Frankreich: Kosten der Kernenergienutzung veröffentlicht

Der französische Cour des Comptes (Rechnungshof) hat umfassend die unterschiedlichen Kosten der Kernenergie auf nationaler Ebene seit den 1950er-Jahren ermittelt und die Kostenfolgen anstehender strategischer Entscheide abgeschätzt.

13. Feb. 2012

Premierminister Francois Fillon hatte im Mai 2011 den Bericht in Auftrag gestellt. Der Cour des Comptes stellt darin fest, dass 22 der 58 französischen Kernkraftwerkseinheiten bis 2022 eine Laufzeit von 40 Jahren erreichen haben werden. In Anbetracht dessen müssten – wenn von einer Laufzeit von 40 Jahren ausgegangen wird und der Atomstromanteil gleich bleiben soll – beträchtliche Neubauinvestitionen in der Grössenordnung von elf EPR bis 2022 erfolgen, so der Cour des Comptes. Die Umsetzung eines solch kurzfristigen Investitionsprogramms sei sehr unwahrscheinlich wenn nicht unmöglich – auch im Hinblick auf fehlende industrielle Kapazitäten –, folgert er. Das Fehlen eines Investitionsentscheids bedeute, dass Frankreich nur noch zwei Möglichkeiten habe: entweder die Laufzeiten der Kernkraftwerke über 40 Jahre hinaus zu verlängern oder massive Investitionen in andere Energieträger zu tätigen.

Welcher Entscheid auch immer getroffen werde, es sei mit kurz- und mittelfristig bedeutenden Investitionen zu rechnen, die mindestens eine Verdoppelung der heutigen jährlichen Nachrüstinvestitionen betragen, so der Cour des Comptes. Diese Verdoppelung werde die mittleren Erzeugungskosten um rund 10% erhöhen.

=-=-=-=-=

» ZIEL
Stimmen die folgenden Aussagen mit dem Lesetext über die Kosten der Kernenergie in Frankreich überein? Antworten Sie jeweils mit Ja oder Nein und zitieren Sie die ausschlaggebenden Worte des Textes wörtlich.
1. Premierminister Francois Fillon gab den Bericht im Mai 2011 in Auftrag.
2. Der Cour des Comptes hält ein kurzfristiges Neubauprogramm in der Größenordnung von elf EPR bis 2022 für gut umsetzbar.
3. Eine Verdoppelung der jährlichen Nachrüstinvestitionen würde die mittleren Erzeugungskosten um rund 10% erhöhen.

» DATENSÄTZE
=-=-=-=-=

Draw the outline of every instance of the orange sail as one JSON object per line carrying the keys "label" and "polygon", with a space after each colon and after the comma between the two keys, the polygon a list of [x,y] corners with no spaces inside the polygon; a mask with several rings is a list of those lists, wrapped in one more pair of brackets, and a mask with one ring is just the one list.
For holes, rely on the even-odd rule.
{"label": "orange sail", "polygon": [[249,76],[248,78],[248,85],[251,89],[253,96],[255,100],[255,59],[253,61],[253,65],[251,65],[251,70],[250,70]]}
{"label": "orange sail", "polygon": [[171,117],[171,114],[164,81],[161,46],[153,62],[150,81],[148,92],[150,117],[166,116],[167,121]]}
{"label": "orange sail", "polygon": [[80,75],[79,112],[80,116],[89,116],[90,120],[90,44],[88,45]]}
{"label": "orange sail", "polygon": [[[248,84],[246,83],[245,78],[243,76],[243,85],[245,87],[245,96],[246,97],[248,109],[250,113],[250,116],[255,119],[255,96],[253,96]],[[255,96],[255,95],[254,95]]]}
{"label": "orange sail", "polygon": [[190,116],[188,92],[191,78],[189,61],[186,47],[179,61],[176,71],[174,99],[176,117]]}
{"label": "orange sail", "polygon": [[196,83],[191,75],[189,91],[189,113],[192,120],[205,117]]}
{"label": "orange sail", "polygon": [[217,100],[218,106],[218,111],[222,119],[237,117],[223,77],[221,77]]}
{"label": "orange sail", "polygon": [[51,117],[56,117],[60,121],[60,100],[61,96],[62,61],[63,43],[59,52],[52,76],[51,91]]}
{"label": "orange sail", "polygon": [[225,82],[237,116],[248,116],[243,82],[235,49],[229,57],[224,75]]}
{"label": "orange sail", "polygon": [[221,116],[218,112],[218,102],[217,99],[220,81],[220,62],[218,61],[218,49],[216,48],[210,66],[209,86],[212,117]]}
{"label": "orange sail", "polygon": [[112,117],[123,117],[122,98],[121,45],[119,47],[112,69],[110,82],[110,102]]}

=-=-=-=-=

» LÖSUNG
1. Ja: „Premierminister Francois Fillon hatte im Mai 2011 den Bericht in Auftrag gestellt.“
2. Nein: „Die Umsetzung eines solch kurzfristigen Investitionsprogramms sei sehr unwahrscheinlich wenn nicht unmöglich“
3. Ja: „Diese Verdoppelung werde die mittleren Erzeugungskosten um rund 10% erhöhen.“